- 与えられた指示
「instance like [92,18].」を含む行から最後の行まで（両端を含む）を、要求の行も含めて書き直してください。回答にある座標の数値だけを1.5倍に拡大し、整数に丸め（0.5は切り上げ）、要求の行とその形式例の数値はそのままにしてください。

- 利用可能なデータ
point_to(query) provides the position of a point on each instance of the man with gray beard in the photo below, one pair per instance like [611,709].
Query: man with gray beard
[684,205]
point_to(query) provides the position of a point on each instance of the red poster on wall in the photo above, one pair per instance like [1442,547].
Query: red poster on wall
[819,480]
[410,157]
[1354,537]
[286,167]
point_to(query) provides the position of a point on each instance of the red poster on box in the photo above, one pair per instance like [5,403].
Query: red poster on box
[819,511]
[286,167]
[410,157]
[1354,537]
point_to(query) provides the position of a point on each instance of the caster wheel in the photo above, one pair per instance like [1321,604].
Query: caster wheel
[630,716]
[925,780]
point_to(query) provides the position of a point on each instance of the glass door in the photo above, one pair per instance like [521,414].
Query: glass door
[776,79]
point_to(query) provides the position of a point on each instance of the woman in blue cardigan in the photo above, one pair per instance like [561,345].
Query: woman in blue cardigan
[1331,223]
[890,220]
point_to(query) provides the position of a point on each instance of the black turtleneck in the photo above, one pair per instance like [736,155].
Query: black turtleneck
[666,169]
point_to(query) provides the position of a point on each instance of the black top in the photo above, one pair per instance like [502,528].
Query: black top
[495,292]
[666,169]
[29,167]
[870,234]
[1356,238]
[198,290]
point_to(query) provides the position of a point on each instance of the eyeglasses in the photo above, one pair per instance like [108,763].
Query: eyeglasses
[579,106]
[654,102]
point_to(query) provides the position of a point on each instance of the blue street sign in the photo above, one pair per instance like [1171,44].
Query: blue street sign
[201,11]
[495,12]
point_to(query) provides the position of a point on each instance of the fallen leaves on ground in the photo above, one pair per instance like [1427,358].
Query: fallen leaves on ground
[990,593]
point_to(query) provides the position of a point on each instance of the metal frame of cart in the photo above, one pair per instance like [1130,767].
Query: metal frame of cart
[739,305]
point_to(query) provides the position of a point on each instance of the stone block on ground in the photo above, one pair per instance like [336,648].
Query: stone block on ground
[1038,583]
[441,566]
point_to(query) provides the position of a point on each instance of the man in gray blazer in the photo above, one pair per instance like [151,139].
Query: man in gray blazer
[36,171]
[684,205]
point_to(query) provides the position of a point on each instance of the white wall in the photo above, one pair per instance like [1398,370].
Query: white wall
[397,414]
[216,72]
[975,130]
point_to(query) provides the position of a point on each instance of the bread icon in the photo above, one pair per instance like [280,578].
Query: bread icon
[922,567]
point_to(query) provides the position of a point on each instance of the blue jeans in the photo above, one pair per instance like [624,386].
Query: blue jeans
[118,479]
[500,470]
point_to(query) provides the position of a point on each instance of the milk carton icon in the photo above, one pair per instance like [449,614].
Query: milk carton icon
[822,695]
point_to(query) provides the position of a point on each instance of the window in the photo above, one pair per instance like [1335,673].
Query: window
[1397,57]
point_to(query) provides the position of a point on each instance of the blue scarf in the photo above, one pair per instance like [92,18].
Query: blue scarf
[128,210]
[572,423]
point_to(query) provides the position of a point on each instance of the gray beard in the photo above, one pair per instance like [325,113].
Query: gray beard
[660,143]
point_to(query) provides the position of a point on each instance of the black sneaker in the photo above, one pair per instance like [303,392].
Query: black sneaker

- 指示への回答
point_to(query) provides the position of a point on each instance of the blue scarf in the photo above, one pair per instance like [92,18].
Query: blue scarf
[192,315]
[858,635]
point_to(query) provides the position of a point on each instance of the gray beard in the photo above, one pair per instance like [325,113].
Query: gray beard
[990,215]
point_to(query) provides the position of a point on each instance of the black sneaker in the photo above, one pair per instance like [303,392].
Query: black sneaker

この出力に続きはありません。